**Task description**
Set down all of the data exactly as it appears.

A run of records
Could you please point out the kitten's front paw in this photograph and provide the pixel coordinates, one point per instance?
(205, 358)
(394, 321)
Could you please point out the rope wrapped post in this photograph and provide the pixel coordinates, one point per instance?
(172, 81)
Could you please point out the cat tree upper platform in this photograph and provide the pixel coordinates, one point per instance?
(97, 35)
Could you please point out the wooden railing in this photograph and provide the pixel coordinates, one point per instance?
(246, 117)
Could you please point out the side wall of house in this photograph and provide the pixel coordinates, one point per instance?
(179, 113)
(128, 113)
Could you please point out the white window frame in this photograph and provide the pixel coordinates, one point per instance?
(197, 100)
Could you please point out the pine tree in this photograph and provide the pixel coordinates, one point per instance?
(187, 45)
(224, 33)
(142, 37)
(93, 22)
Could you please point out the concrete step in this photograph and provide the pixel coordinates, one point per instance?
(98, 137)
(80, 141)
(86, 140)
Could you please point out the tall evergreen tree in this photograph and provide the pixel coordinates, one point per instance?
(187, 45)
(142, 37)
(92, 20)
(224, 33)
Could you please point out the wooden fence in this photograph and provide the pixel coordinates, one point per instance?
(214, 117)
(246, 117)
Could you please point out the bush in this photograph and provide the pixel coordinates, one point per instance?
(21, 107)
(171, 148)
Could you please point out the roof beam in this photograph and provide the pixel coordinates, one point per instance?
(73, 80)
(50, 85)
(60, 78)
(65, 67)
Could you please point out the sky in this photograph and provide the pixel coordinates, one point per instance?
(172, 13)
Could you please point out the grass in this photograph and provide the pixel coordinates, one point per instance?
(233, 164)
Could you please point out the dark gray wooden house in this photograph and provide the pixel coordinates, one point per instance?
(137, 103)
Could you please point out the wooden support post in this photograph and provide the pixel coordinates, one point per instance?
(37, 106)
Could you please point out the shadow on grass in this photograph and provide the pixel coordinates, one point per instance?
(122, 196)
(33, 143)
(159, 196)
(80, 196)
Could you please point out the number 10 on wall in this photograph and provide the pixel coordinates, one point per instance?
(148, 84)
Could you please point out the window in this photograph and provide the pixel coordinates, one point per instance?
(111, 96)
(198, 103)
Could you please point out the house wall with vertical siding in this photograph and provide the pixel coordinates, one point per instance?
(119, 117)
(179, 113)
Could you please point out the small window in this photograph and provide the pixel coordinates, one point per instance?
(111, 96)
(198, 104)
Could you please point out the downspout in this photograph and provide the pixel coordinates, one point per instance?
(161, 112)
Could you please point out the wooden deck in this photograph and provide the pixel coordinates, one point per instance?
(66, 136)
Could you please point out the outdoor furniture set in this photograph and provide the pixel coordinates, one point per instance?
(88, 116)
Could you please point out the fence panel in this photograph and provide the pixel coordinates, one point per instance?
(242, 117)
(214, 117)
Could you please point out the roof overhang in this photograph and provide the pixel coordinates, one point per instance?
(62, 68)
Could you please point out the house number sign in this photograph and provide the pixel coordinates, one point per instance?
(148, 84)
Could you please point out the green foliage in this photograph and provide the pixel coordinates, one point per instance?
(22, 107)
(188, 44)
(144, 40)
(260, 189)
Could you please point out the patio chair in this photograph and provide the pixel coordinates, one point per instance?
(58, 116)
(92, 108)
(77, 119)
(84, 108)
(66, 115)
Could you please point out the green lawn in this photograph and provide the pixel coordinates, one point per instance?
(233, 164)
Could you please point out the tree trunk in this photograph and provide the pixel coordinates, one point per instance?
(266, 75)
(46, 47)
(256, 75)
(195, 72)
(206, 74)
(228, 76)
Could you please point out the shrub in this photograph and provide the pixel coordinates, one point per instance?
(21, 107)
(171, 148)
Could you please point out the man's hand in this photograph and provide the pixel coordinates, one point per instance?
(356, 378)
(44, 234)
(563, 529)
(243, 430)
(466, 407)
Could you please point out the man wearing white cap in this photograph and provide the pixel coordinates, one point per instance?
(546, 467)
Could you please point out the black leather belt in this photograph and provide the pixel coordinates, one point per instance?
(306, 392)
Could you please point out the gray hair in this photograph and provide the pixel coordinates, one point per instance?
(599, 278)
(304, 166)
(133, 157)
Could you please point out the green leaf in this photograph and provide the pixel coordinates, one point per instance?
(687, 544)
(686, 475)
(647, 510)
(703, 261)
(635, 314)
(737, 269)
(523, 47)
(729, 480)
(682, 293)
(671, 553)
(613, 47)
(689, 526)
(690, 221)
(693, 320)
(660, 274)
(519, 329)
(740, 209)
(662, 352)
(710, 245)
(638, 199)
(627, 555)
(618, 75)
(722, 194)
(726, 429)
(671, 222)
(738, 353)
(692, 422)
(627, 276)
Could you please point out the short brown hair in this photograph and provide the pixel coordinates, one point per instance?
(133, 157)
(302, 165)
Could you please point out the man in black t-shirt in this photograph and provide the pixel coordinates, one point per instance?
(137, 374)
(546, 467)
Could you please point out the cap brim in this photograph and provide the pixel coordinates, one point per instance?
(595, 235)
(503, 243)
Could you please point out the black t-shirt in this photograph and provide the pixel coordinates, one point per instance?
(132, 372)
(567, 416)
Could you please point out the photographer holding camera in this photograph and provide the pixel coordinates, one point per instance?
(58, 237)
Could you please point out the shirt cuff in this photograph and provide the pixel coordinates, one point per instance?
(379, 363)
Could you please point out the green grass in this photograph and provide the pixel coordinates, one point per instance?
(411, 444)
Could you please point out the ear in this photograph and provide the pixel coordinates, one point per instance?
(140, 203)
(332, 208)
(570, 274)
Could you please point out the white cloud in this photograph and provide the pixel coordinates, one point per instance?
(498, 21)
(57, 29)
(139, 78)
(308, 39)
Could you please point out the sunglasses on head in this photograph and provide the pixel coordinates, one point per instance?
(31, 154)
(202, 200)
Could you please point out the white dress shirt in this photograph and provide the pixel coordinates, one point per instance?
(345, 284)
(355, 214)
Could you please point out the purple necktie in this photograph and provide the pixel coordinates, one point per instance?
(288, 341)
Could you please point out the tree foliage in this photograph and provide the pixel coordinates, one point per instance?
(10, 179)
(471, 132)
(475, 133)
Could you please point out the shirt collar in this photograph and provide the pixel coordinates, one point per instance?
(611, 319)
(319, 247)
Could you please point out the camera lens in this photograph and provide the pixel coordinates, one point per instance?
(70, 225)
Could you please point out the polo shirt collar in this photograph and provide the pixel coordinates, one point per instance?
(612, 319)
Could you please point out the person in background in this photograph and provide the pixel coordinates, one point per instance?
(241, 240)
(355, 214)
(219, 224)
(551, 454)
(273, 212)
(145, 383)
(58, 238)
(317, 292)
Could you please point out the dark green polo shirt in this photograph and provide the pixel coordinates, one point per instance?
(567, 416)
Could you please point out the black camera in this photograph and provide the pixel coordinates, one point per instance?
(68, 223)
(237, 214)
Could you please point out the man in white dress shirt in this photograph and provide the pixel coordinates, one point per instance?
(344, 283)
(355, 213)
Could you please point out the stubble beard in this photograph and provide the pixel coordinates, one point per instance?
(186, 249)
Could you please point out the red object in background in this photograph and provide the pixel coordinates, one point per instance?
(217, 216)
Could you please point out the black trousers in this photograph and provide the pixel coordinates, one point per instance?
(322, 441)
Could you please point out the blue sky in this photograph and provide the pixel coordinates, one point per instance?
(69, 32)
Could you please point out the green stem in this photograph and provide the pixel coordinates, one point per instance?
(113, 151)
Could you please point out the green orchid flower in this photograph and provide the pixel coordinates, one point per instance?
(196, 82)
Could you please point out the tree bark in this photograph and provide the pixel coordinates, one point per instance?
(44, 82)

**Final answer**
Could you please point out the kitten's front paw in this photograph and provide the pixel coordinates, one point per instance?
(205, 358)
(394, 321)
Could you please point out the rope wrapped post in this photograph and provide the pixel coordinates, one point per instance?
(172, 81)
Could you please point out the cat tree upper platform in this photograph and provide the pixel coordinates, one point per instance?
(97, 35)
Could you please point out the wooden railing in this photograph and provide the pixel coordinates, one point per instance?
(246, 117)
Could you please point out the side wall of house in this photograph and provide the pixel coordinates, one point per instance?
(179, 113)
(128, 113)
Could you please point out the white window frame in this photograph and provide the pixel coordinates, one point per instance?
(197, 100)
Could you please point out the pine tree in this photograph and provide the pixel coordinates, one point per instance?
(187, 45)
(224, 33)
(142, 37)
(93, 22)
Could you please point out the concrete step in this photograph and provide the pixel coordinates, one point per instance?
(98, 137)
(80, 141)
(86, 140)
Could you please point out the tall evergreen tree in this photograph and provide the pixel coordinates, one point per instance?
(187, 45)
(142, 37)
(92, 20)
(224, 33)
Could you please point out the wooden fence in this photograph and provide the pixel coordinates, one point per instance?
(214, 117)
(246, 117)
Could you please point out the bush in this photograph and provide the pixel coordinates, one point per instance?
(21, 107)
(171, 148)
Could you please point out the roof beam in this photograph and provide the pixel coordinates, one point per instance?
(73, 80)
(50, 85)
(60, 78)
(65, 67)
Could you please point out the sky in this photograph and provide the pixel coordinates, one point per instance?
(172, 13)
Could you please point out the grass in this photograph and provide the pixel coordinates, one point per instance?
(233, 164)
Could you please point out the dark gray wooden house in this photograph and provide the pixel coordinates, one point per instance?
(137, 103)
Could you please point out the wooden support post in this photograph and provide the pixel coordinates, one point per instance?
(37, 106)
Could you please point out the shadow on grass in this photograph and provide the pixel coordinates, one point per instance?
(122, 196)
(33, 143)
(159, 196)
(80, 196)
Could you please point out the number 10 on wall in this photograph and provide the pixel coordinates, one point per instance?
(148, 84)
Could you please point out the window in this photograph and provide the pixel coordinates, one point per instance?
(111, 96)
(198, 103)
Could you please point out the house wall with vertical siding in this photograph and provide the pixel coordinates, one point per instance?
(119, 117)
(179, 113)
Could you please point out the small window in this photograph and provide the pixel coordinates, one point per instance?
(111, 96)
(198, 104)
Could you please point out the downspout in this photograph and provide the pixel coordinates, one point per instance?
(161, 112)
Could you please point out the wooden deck in this photograph and provide the pixel coordinates, one point per instance?
(66, 136)
Could you please point out the outdoor furniture set in this photograph and provide the pixel coordinates, one point per instance?
(88, 116)
Could you please point out the fence panel in this photograph and provide the pixel coordinates, one point per instance?
(242, 117)
(214, 117)
Could you please point out the roof overhang in this photograph and provide the pixel coordinates, one point per instance?
(62, 68)
Could you please point out the house number sign in this photograph and provide the pixel coordinates, one point per instance?
(148, 84)
Could you please point out the green foliage in this photograph and provide the pixel coordinates, one point per instance?
(22, 107)
(188, 44)
(144, 40)
(260, 189)
Could you please point out the patio chair in this photograph and provide the pixel coordinates, one point per instance?
(58, 116)
(92, 108)
(77, 119)
(84, 108)
(66, 115)
Could you please point out the green lawn in this photograph and provide the pixel coordinates, one point per instance?
(233, 164)
Could you please point out the tree trunk in this photograph and provide the pixel coordinates, one point per instance?
(266, 75)
(46, 47)
(256, 75)
(195, 72)
(206, 74)
(228, 76)
Could you please point out the shrub in this photograph and provide the pixel coordinates, one point per instance?
(21, 107)
(171, 148)
Could you please point out the man's hand in this photograph and provide the pixel coordinates, one point per instance?
(356, 378)
(44, 234)
(563, 529)
(243, 430)
(466, 407)
Could you please point out the man wearing white cap in this photograph and provide the pixel coordinates, one point per instance?
(546, 467)
Could you please point out the black leather belt in this photograph and provide the pixel coordinates, one point per instance?
(306, 392)
Could you please point out the gray hair in this photograph and provide the pixel coordinates, one point per instance?
(599, 278)
(304, 166)
(133, 157)
Could you please point out the green leaf in this photograph and provide the pixel coordinates, one point per instance?
(687, 544)
(686, 475)
(647, 510)
(703, 261)
(635, 314)
(737, 269)
(523, 47)
(729, 480)
(682, 293)
(671, 553)
(613, 47)
(689, 526)
(690, 221)
(693, 320)
(660, 274)
(519, 329)
(740, 209)
(662, 352)
(710, 245)
(638, 199)
(627, 555)
(618, 75)
(722, 194)
(726, 429)
(671, 222)
(738, 353)
(692, 422)
(627, 276)
Could you please point out the short brown hair in this photograph and provide the pixel coordinates, one point per instance?
(133, 157)
(302, 165)
Could you please point out the man in black t-shirt in this photograph and provide the pixel coordinates, one point per instance?
(137, 374)
(546, 467)
Could you please point out the cap brim in this photograph and provide the pixel coordinates, one point per instance?
(595, 235)
(503, 243)
Could you please point out the black t-shirt in this photograph and provide the pixel coordinates, one point per instance?
(132, 372)
(567, 416)
Could you please point out the photographer holding camera in this photograph and provide the pixel coordinates, one point per instance?
(58, 237)
Could you please point out the shirt cuff in this photograph and provide the pixel coordinates, one point per instance?
(379, 363)
Could you please point out the green grass in this photograph and provide the pixel coordinates, one point per instance?
(411, 444)
Could you please point out the ear in this photograph and provide the pixel coordinates, one point per instance?
(140, 203)
(332, 208)
(570, 274)
Could you please point out the white cloud in this photograph and provide the pixel coordinates, one point per instance?
(498, 21)
(57, 29)
(139, 78)
(308, 39)
Could you please point out the sunglasses on head in this photograph and provide the pixel coordinates, one point per instance?
(31, 154)
(202, 200)
Could you please point out the white dress shirt in this photograph and provide the pixel coordinates, one point per instance?
(345, 284)
(355, 214)
Could you please point out the purple necktie in this photograph and provide the pixel coordinates, one point per instance?
(288, 341)
Could you please point out the tree foliage in this photograph and provide the pixel coordinates, one point per instance?
(10, 179)
(471, 132)
(475, 133)
Could you please point out the shirt collar in this photograph and provide the pixel coordinates, one point per instance?
(611, 319)
(319, 247)
Could you please point out the camera lens in this photograph and provide the pixel coordinates, one point per instance?
(70, 225)
Could you please point out the polo shirt collar in this photograph and provide the pixel coordinates, one point per instance?
(612, 319)
Could you please point out the person in background in this photograph and provide the pixel coordinates, one point per instance?
(241, 240)
(355, 214)
(219, 224)
(551, 454)
(273, 212)
(145, 383)
(58, 238)
(317, 292)
Could you please point out the dark green polo shirt in this photograph and provide the pixel coordinates, one point per instance?
(567, 416)
Could you please point out the black camera in this photograph and provide the pixel coordinates, one point per instance?
(68, 223)
(237, 214)
Could you please point out the man in white dress shirt in this photograph and provide the pixel coordinates, one point per instance?
(344, 283)
(355, 213)
Could you please point out the stubble beard in this photograph and provide the pixel coordinates, one point per instance?
(186, 249)
Could you please point out the red object in background in this photograph and provide the pixel coordinates, one point per instance?
(217, 216)
Could you please point out the black trousers in this photograph and provide the pixel coordinates, one point per instance?
(322, 441)
Could you please point out the blue sky in this photograph and provide the pixel coordinates, one point per instance?
(69, 32)
Could you please point out the green stem in this photograph and provide the pixel coordinates, one point per instance?
(113, 151)
Could you please point out the green orchid flower in this photograph and provide the pixel coordinates, one point per instance?
(196, 82)
Could you please point out the tree bark in this photograph and provide the pixel coordinates, one point per instance?
(44, 82)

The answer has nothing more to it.